◆ Written task: Can you recast the records from the line with "segment --target=dark blue" through the line with "[[[45,8],[47,4],[3,4],[1,7],[6,10],[30,10]]]" as a JSON list of strings, one string per line, with blank lines and the pictures left out?

◆ Record excerpts:
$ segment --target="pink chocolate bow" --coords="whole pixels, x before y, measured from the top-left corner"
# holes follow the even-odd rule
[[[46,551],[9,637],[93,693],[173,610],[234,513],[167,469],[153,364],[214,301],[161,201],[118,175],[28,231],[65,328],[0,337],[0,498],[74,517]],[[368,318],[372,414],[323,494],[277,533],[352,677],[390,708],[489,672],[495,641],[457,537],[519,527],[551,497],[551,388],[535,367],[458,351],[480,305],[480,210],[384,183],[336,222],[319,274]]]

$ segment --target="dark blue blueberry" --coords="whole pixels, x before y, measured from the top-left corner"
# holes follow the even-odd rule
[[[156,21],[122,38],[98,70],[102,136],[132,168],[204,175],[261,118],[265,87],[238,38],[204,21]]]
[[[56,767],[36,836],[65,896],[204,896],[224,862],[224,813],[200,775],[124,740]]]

==

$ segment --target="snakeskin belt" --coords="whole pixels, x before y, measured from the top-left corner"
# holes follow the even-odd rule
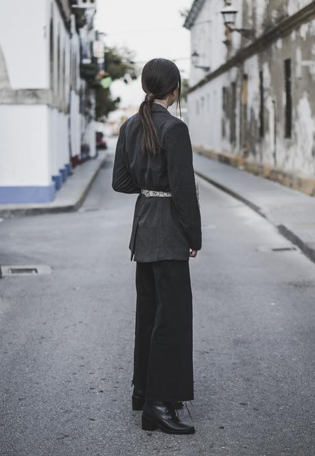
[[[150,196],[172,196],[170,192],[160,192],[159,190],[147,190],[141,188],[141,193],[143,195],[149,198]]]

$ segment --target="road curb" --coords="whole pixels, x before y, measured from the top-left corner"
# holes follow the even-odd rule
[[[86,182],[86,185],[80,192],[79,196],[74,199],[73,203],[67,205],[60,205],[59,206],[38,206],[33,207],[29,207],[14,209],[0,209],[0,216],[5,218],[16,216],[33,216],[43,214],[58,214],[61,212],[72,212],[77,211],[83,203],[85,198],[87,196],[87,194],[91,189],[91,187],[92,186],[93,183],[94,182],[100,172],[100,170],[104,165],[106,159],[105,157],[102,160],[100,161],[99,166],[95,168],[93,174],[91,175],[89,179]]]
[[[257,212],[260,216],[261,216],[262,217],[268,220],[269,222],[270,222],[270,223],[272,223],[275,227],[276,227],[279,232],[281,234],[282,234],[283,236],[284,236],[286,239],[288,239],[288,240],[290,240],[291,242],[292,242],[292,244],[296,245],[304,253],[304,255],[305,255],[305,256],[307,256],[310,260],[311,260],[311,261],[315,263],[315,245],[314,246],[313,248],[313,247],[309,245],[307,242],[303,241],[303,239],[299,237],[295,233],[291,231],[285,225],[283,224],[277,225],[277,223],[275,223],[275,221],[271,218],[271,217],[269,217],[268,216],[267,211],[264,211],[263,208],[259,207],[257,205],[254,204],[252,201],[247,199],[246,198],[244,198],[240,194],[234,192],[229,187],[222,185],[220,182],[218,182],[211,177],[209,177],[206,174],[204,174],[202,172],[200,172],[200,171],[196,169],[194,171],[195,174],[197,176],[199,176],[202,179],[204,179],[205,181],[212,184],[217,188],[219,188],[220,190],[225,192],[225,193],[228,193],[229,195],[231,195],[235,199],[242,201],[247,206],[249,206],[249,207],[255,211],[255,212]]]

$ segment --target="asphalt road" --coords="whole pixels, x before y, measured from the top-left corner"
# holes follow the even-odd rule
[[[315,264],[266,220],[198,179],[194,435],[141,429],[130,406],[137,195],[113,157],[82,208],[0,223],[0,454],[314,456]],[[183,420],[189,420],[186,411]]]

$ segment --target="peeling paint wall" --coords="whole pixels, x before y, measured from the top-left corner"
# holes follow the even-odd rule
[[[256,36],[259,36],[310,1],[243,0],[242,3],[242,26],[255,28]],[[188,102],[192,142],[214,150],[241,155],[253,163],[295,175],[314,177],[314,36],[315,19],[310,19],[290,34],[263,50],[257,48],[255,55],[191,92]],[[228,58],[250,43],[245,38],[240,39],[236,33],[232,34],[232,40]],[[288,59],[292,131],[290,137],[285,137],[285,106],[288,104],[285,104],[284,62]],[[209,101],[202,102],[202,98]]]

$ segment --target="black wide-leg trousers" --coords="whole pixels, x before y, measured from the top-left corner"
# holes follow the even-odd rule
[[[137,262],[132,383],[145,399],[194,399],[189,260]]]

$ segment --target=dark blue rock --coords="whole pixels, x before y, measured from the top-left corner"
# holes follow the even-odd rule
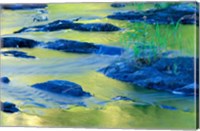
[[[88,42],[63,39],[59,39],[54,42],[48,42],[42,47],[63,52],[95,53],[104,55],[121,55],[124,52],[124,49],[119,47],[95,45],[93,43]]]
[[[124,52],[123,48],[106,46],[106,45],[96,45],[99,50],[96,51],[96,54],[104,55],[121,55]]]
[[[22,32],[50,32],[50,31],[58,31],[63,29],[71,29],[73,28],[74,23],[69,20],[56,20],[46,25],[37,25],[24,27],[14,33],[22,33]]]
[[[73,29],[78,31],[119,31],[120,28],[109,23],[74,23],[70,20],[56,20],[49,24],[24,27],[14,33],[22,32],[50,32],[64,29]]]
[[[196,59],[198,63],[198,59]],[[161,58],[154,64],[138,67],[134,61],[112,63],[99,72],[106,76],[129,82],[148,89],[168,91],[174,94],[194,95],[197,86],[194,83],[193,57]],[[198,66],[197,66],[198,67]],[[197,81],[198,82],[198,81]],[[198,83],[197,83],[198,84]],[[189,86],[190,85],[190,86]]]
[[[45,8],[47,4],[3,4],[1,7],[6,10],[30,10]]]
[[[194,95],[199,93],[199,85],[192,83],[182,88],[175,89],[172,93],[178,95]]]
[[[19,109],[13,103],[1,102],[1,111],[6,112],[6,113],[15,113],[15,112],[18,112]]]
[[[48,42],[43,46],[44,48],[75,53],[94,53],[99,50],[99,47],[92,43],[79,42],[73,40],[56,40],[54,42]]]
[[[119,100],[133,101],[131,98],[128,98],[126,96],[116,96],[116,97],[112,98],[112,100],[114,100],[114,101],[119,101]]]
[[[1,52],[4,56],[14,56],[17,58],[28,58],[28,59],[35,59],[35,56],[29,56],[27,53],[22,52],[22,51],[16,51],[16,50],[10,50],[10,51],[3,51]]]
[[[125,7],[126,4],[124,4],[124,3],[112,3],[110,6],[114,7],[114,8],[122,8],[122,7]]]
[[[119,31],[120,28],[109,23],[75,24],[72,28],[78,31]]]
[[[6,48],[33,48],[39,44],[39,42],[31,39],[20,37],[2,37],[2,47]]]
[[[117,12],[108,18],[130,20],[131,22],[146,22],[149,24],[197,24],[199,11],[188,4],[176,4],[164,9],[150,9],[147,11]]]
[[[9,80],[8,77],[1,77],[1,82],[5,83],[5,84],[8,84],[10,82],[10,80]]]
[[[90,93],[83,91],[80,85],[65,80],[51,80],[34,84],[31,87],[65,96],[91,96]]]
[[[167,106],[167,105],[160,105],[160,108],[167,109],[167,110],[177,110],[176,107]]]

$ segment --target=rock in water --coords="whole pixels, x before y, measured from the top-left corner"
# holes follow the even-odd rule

◆ Task response:
[
  "$ segment --target=dark blue rock --coords=\"whole pixels, x before y, measured from the top-left corner\"",
  "# holes follow the even-odd rule",
  "[[[88,42],[63,39],[59,39],[54,42],[48,42],[42,47],[63,52],[95,53],[104,55],[121,55],[124,52],[124,49],[119,47],[95,45],[93,43]]]",
  "[[[124,52],[123,48],[106,46],[106,45],[96,45],[99,50],[96,51],[96,54],[104,55],[121,55]]]",
  "[[[22,32],[50,32],[50,31],[58,31],[63,29],[71,29],[73,28],[74,23],[69,20],[56,20],[46,25],[37,25],[24,27],[14,33],[22,33]]]",
  "[[[73,29],[78,31],[119,31],[120,28],[109,23],[74,23],[70,20],[56,20],[49,24],[24,27],[14,33],[22,32],[50,32],[64,29]]]",
  "[[[196,59],[198,63],[198,59]],[[161,58],[154,64],[138,67],[134,61],[112,63],[99,72],[106,76],[129,82],[148,89],[168,91],[174,94],[194,95],[197,86],[194,83],[193,57]],[[198,66],[197,66],[198,67]],[[197,81],[198,82],[198,81]],[[198,83],[197,83],[198,84]],[[189,86],[190,85],[190,86]]]",
  "[[[45,8],[47,4],[3,4],[1,7],[6,10],[30,10]]]"
]